COSA FARE:
Prosegui il brano sulla ricerca della vita nel sistema solare, riprendendo subito dopo la sua ultima frase.

BRANO DELL'ESERCIZIO:
_ _ _ _ _ _ _

A ogni modo, non è necessario scoprire forme di vita nuove per gridare alla scoperta del secolo. Trovare tracce di vita come noi la conosciamo su Marte, per esempio, sarebbe più che sufficiente: dimostrerebbe comunque che la biochimica del DNA esiste al di fuori della Terra. Per l’astrobiologo Chris McKay della NASA, all’interno del sistema solare restano tre ipotesi dove trovare forme elementari di vita: Encelado, una delle lune di Saturno, ricoperta di ghiaccio, al di sotto del quale potrebbe esserci acqua allo stato liquido e forme elementari di vita; Europa, uno dei satelliti di Giove, dalle condizioni molto simili a Encelado; e naturalmente Marte, dove ad agosto atterrerà il nuovo rover Mars Science Laboratory, con alcuni strumenti che potrebbero individuare l’eventuale origine biologica del metano prodotto su Marte.

_ _ _ _ _ _ _

VOCI FORNITE:
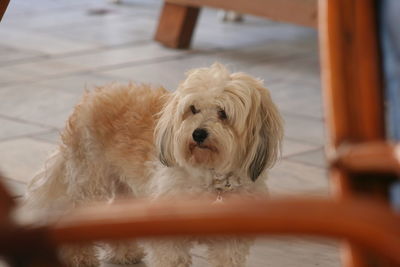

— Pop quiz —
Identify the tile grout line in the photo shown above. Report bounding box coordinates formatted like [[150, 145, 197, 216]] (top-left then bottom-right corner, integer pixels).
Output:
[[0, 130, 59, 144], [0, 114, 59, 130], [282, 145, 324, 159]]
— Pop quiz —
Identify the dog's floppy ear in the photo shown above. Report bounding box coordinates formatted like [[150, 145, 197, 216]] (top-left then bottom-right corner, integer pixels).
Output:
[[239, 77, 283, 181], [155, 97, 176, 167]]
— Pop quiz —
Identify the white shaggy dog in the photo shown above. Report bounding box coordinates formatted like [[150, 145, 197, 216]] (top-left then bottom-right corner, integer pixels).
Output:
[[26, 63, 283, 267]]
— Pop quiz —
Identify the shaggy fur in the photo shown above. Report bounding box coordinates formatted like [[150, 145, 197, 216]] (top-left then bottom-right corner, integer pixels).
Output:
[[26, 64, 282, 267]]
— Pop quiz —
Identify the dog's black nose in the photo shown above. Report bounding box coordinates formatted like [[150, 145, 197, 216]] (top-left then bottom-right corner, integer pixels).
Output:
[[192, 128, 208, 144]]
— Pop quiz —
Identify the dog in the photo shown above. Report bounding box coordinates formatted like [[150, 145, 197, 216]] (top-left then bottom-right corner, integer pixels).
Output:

_ _ _ _ _ _ _

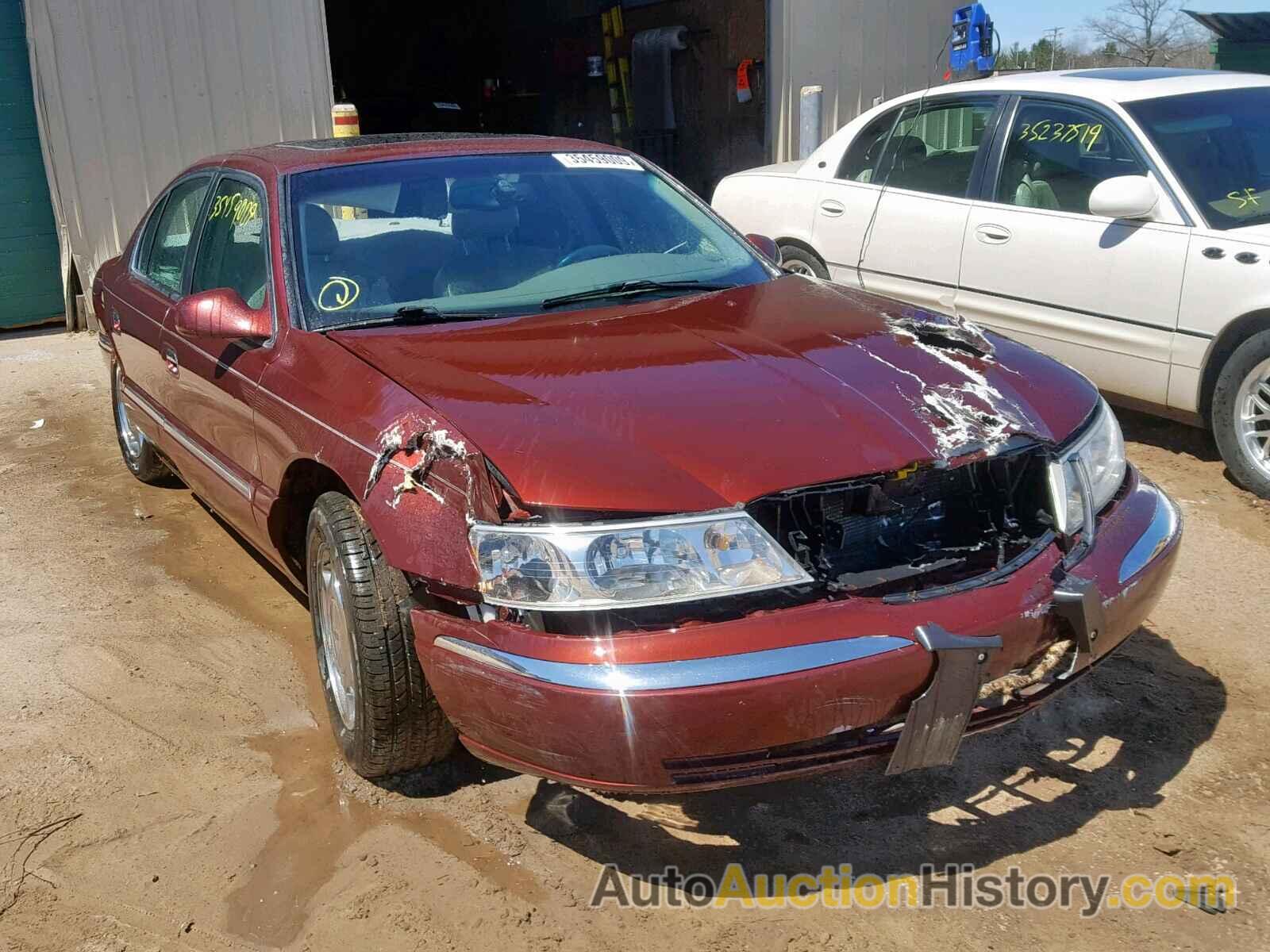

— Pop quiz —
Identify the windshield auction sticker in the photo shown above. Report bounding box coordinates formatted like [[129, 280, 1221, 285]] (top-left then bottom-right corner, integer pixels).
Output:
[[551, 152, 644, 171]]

_ _ _ _ _ _ _

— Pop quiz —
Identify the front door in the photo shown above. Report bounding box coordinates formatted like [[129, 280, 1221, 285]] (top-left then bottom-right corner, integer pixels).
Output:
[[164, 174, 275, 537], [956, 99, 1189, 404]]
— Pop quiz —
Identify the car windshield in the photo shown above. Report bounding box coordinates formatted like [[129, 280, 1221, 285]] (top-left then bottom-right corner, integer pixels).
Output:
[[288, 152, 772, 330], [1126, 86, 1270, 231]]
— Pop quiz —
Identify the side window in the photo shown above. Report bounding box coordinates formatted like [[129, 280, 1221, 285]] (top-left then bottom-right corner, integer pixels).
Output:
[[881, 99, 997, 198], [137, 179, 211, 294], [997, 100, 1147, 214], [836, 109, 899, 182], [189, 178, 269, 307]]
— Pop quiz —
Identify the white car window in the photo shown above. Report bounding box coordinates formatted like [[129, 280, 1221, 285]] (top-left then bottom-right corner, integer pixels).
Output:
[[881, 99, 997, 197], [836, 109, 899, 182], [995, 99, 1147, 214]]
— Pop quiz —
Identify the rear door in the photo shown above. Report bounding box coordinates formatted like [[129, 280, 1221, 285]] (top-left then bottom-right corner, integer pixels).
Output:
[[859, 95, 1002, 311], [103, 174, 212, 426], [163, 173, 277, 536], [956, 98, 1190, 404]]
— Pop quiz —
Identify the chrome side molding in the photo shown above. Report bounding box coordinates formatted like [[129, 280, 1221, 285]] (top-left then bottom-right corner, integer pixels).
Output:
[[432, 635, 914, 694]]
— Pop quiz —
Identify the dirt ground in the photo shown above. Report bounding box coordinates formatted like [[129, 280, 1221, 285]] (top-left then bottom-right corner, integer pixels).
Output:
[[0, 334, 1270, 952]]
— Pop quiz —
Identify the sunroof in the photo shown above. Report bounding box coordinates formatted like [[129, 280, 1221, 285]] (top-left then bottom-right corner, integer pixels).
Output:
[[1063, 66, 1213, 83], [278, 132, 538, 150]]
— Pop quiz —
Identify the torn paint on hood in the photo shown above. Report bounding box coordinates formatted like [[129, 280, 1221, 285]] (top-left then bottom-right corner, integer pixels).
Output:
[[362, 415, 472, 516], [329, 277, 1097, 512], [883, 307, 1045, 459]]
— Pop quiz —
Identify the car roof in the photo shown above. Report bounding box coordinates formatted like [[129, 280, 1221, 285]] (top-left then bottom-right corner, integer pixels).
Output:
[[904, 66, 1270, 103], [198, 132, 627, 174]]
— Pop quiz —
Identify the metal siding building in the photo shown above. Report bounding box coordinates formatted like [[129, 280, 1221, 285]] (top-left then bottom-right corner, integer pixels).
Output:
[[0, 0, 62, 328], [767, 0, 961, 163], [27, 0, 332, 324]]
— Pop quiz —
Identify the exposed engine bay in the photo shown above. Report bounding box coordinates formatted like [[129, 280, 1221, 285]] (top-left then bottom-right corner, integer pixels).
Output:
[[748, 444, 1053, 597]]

_ _ _ _ _ _ _

RISULTATO DEL COMPITO:
Il mistero dell'origine della vita

arsenico

Secondo altri, potremmo non dover andare a cercare troppo lontano. Potrebbe esistere una “biosfera ombra” sulla Terra, composta da forme di vita diverse da quelle che conosciamo, e che gli scienziati non conoscono semplicemente perché non sanno dove cercare. Del resto, già l’invenzione del microscopio ha rivelato un mondo completamente nuovo, quello della vita microscopica. È noto che nel 2010 la NASA rivelò, in una roboante conferenza stampa, la scoperta di forme di vita basate sull’arsenico anziché sul fosforo – alla base del DNA – sul fondo di un lago in California. Ma all’annuncio ha fatto seguito grande scetticismo, e in effetti da allora gli esperimenti realizzati per replicare la scoperta hanno fatto un buco nell’acqua.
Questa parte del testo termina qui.